## BEGIN DATA SHOWN

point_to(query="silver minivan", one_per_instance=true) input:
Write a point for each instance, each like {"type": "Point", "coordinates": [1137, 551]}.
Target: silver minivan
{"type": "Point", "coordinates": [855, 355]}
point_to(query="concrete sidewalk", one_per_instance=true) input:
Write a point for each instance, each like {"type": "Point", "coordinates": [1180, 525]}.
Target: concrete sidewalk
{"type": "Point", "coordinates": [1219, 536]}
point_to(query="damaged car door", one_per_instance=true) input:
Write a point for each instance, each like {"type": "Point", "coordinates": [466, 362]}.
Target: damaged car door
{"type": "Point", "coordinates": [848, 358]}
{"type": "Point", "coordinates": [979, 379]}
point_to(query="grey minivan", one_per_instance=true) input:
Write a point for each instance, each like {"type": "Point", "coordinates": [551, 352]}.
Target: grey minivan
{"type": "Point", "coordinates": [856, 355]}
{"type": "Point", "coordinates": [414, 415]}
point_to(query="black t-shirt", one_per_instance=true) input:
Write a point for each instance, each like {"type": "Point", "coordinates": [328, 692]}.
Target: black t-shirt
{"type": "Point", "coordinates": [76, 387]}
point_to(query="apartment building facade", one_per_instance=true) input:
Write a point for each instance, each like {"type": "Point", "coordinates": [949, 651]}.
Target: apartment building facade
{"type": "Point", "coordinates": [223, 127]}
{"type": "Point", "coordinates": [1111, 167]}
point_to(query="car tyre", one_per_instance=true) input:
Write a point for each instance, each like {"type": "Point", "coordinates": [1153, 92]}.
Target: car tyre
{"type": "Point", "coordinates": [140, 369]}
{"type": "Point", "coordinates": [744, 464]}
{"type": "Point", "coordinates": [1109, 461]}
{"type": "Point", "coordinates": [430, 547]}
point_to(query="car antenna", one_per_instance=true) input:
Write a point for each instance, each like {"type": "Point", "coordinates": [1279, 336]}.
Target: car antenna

## END DATA SHOWN

TASK TO CARRY OUT: Which lines in the material above contain the string "shirt", with case counting? Copy each of those lines in full.

TASK OUTPUT:
point_to(query="black t-shirt", one_per_instance=true) input:
Target: black t-shirt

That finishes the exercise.